*** Opening Input data ***

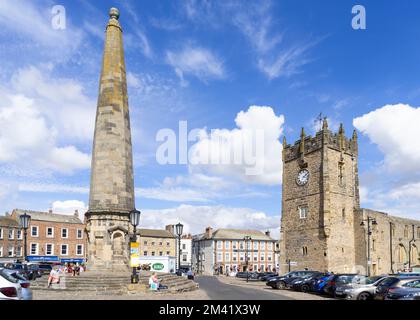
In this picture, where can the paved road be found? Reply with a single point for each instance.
(221, 291)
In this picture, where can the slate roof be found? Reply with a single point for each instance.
(46, 216)
(239, 234)
(155, 233)
(234, 234)
(7, 221)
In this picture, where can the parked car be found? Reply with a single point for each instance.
(245, 274)
(364, 290)
(318, 285)
(24, 283)
(182, 271)
(264, 276)
(408, 274)
(340, 280)
(281, 282)
(23, 270)
(35, 268)
(408, 291)
(10, 288)
(44, 268)
(306, 283)
(392, 282)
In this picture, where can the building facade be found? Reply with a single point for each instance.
(154, 242)
(226, 250)
(321, 223)
(11, 239)
(186, 251)
(50, 237)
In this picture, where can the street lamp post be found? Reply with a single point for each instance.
(25, 219)
(134, 220)
(370, 222)
(178, 229)
(247, 239)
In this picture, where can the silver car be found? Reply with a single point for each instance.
(361, 290)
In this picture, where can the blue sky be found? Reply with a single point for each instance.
(208, 63)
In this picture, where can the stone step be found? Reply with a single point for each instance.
(103, 284)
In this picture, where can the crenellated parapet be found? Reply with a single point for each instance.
(307, 144)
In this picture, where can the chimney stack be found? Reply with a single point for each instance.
(209, 232)
(170, 228)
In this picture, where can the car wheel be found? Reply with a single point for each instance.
(305, 288)
(364, 296)
(281, 285)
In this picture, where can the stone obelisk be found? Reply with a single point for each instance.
(111, 195)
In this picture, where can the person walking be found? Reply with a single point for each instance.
(153, 282)
(54, 276)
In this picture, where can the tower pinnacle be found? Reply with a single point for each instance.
(114, 13)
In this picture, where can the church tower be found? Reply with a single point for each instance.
(111, 195)
(320, 196)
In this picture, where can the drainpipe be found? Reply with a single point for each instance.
(409, 249)
(390, 246)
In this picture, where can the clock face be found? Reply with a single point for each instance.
(303, 177)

*** Closing Input data ***

» **Task details**
Repeat everything in the records above exactly, except the pictures.

» **Written answer**
In this picture, where can the paved road be found? Reply with a single point for each instance.
(221, 291)
In this picture, where can the slate roof be found? Reply with a single point for each instance.
(46, 216)
(239, 234)
(155, 233)
(234, 234)
(7, 221)
In this picture, where can the parked car be found? Reply with a single point for each instance.
(245, 274)
(364, 290)
(318, 285)
(24, 283)
(182, 271)
(264, 276)
(408, 274)
(340, 280)
(281, 282)
(23, 270)
(35, 268)
(408, 291)
(10, 288)
(44, 268)
(306, 283)
(392, 282)
In this picture, where can the building facade be found? Reply with a single point for each instance.
(154, 242)
(226, 250)
(321, 223)
(11, 239)
(186, 251)
(50, 237)
In this picture, where can the street lamp post be found? Reply with a single point for each instance.
(25, 219)
(134, 220)
(370, 222)
(178, 229)
(247, 239)
In this picture, where can the silver car be found? Reply with a single point for each instance.
(361, 290)
In this picture, where can the blue sky be found? Reply with a single point for each instance.
(208, 63)
In this picture, where can the stone step be found? Reply with a single point for each instance.
(103, 284)
In this picture, where can the crenellated parapet be found? Reply with a single point for each instance.
(307, 144)
In this picture, where can the chimney stack be found? Reply with a single point for each instance.
(209, 232)
(170, 228)
In this picture, where can the car wheel be found? Reply with a single point for each instance.
(305, 288)
(364, 296)
(281, 285)
In this picture, where can the stone obelisk be found? Reply with a single point for each instance.
(111, 195)
In this picture, where can the person walking be found? Reply with a single point for each instance.
(153, 282)
(54, 276)
In this picture, where can the tower pinnacle be found? Reply with a single point for each instance.
(114, 13)
In this picture, where can the church tower be found? Reply with a single point for each instance.
(111, 195)
(320, 196)
In this picture, where can the drainpipe be found? Reply with a single point for each instance.
(409, 249)
(390, 246)
In this picture, where can the clock face be found? Reply with a single point for each instance.
(303, 177)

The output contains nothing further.